═════ Data provided ═════

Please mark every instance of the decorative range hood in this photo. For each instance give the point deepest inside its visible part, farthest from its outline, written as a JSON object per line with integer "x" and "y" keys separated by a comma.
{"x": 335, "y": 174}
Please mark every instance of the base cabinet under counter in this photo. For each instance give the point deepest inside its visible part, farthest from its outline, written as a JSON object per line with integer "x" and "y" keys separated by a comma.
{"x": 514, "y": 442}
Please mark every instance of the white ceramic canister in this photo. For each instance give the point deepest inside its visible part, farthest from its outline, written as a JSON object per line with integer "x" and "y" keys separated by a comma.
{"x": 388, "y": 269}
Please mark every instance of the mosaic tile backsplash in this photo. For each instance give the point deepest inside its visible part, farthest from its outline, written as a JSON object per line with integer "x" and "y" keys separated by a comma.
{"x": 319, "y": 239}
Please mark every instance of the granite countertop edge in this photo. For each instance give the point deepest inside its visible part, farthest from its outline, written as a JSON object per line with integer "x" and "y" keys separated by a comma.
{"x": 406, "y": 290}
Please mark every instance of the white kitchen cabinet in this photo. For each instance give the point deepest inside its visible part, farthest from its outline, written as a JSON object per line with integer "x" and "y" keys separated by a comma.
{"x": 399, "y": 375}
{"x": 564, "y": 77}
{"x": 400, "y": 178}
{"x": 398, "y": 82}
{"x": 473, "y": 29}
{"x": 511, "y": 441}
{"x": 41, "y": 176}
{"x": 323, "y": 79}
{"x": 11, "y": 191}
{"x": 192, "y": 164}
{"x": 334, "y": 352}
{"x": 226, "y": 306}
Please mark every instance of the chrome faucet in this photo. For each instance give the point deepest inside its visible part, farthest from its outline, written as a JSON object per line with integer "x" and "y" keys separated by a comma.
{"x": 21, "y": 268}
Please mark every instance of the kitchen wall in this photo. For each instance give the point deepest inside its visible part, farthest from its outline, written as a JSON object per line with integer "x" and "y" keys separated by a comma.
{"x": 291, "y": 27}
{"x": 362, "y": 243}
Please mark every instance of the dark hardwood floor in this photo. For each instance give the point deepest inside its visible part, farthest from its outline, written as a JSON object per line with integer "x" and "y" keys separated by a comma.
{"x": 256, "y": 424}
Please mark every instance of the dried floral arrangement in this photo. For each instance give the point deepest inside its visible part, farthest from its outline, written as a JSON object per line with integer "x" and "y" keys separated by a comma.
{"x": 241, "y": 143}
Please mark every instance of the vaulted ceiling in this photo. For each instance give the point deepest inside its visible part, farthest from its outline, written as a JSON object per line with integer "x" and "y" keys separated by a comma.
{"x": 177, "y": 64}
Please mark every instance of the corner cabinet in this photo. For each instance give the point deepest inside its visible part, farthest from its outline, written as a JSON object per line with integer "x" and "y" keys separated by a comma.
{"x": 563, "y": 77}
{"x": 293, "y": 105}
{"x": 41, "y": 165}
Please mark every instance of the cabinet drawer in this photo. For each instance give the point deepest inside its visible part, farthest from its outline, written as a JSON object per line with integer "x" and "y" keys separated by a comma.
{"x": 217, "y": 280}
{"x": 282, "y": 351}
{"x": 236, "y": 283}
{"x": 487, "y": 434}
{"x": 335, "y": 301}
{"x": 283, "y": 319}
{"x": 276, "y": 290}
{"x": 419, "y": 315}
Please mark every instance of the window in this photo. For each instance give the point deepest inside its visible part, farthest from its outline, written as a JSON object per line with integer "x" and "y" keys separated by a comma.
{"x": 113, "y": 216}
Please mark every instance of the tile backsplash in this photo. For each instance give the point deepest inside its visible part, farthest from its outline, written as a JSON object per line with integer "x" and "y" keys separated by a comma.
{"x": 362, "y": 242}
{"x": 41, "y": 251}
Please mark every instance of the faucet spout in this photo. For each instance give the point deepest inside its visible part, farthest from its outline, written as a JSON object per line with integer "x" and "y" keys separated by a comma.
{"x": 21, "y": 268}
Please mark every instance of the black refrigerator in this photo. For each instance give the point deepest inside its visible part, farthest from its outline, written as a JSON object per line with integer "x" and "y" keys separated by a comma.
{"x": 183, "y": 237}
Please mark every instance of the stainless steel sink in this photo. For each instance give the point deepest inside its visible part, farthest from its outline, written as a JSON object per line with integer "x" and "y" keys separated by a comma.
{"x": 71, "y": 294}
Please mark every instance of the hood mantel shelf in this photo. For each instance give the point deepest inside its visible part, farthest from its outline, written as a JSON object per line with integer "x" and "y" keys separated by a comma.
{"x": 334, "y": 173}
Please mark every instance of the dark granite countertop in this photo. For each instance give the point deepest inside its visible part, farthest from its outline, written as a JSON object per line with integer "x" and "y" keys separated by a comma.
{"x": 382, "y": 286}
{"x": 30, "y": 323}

═════

# Exercise instructions
Every record listed above needs to be written out again exactly.

# Solution to this task
Please mark every instance of the decorative range hood in this photo. For each instance give the point deepest inside its visible part, farthest from its outline, written as a JSON object per line with integer "x" and "y" keys separated by a comma.
{"x": 335, "y": 174}
Please mark every instance of the base cabinet under counter in this photo. For each instance give the point deepest inside its visible part, farthest from its outline, written as a JSON object per line with integer "x" and "y" keys separated by a comma.
{"x": 514, "y": 442}
Please mark every instance of the white ceramic canister in this photo. For each instance give the point deepest inside its visible part, farthest from its outline, written as a JSON object per line with integer "x" and "y" keys separated by a comma.
{"x": 388, "y": 269}
Please mark every instance of the mosaic tile backsplash in this photo. For each instance give the point deepest inside its visible part, farthest from its outline, written as a JSON object per line with integer "x" and "y" keys separated by a comma.
{"x": 319, "y": 239}
Please mark every instance of the granite countertop edge in this photo. For each instance give the point deepest inside its visible part, farthest from its outline, written as a JSON object per line with integer "x" and "y" keys separated by a comma.
{"x": 406, "y": 290}
Please mark every instance of the white kitchen cabinet in this photo. For each instance give the point deepest inside its visible part, farthest from its outline, written as a JSON object per line with integer "x" and "y" keys separated by a comma.
{"x": 399, "y": 375}
{"x": 564, "y": 77}
{"x": 400, "y": 178}
{"x": 398, "y": 82}
{"x": 473, "y": 29}
{"x": 511, "y": 441}
{"x": 41, "y": 176}
{"x": 323, "y": 79}
{"x": 11, "y": 191}
{"x": 192, "y": 164}
{"x": 334, "y": 352}
{"x": 226, "y": 306}
Please mark every instance of the chrome faucet in this photo. For each instance give the point deepest inside its visible part, farthest from its outline, written as a JSON object per line with integer "x" and "y" keys separated by a comma.
{"x": 21, "y": 268}
Please mark every instance of the kitchen wall in this photo. For each instance give the point deepest inside its visible part, farthest from its outline, written as a JSON object per line with integer "x" and "y" keys separated by a comma.
{"x": 291, "y": 27}
{"x": 362, "y": 243}
Please mark every instance of the dark hardwood floor in this photo. For each instance give the point deepest inside its visible part, farthest from its outline, written as a JSON object per line with integer "x" and "y" keys separated by a comma.
{"x": 256, "y": 424}
Please mark every instance of the dried floral arrangement in this photo. For each instance give the point deepest inside its visible part, farthest from its outline, written as a JSON object per line with integer "x" and "y" keys separated by a comma.
{"x": 241, "y": 143}
Please mark every instance of the vaulted ceiling in this photo. For each instance give the point deepest inside its visible part, farthest from its outline, written as a JSON object per line with integer "x" and "y" keys separated by a comma.
{"x": 177, "y": 64}
Please mark every instance of the corner cabinet in this photo. For each instance give the point deepest inside its visible part, farthest from its outline, written as a JSON object per line with integer "x" and "y" keys separated by a comma.
{"x": 563, "y": 77}
{"x": 293, "y": 105}
{"x": 41, "y": 165}
Please mark every instance of the cabinet drawer in this photo. For each instance give the point deepest inside its visible part, farthest from its outline, written as a JSON object per line with integer "x" and "y" keys separated by a comma.
{"x": 217, "y": 280}
{"x": 282, "y": 351}
{"x": 236, "y": 283}
{"x": 487, "y": 434}
{"x": 335, "y": 301}
{"x": 283, "y": 319}
{"x": 276, "y": 290}
{"x": 419, "y": 315}
Please mark every instance of the window in this photo. For each instance give the point deepest inside its visible part, farthest from its outline, written as a JSON object per line with integer "x" and "y" keys separated by a comma.
{"x": 113, "y": 216}
Please mark every instance of the tile backsplash in this photo. For each instance give the point deepest inside its visible part, farthest from its outline, written as a JSON object per line with integer "x" and "y" keys separated by a comma.
{"x": 362, "y": 242}
{"x": 41, "y": 251}
Please mark every instance of the faucet spout in this photo. For each instance give the point deepest inside its visible part, farthest from its outline, written as a JSON object per line with integer "x" and "y" keys separated by a comma.
{"x": 21, "y": 268}
Please mark every instance of the black refrigerator in this photo. For each instance give the point deepest inside its visible part, farthest from its outline, written as a JSON object per line with integer "x" and "y" keys separated by a comma.
{"x": 183, "y": 237}
Please mark every instance of the stainless steel sink in this photo. For each instance give the point deepest inside its visible part, farthest from its outline, written as a JSON object per line with integer "x" and "y" keys separated by a comma.
{"x": 71, "y": 294}
Please mark every instance of the hood mantel shelf in this photo. For each instance give the point deepest inside its visible part, farthest from its outline, written as a JSON object per line with integer "x" and "y" keys separated by a comma.
{"x": 334, "y": 173}
Please mark every instance of the dark granite countertop in this photo. For each instance give the point deepest inside its visible part, farthest from its outline, written as a JSON object per line with integer "x" and "y" keys separated by a comma.
{"x": 382, "y": 286}
{"x": 30, "y": 323}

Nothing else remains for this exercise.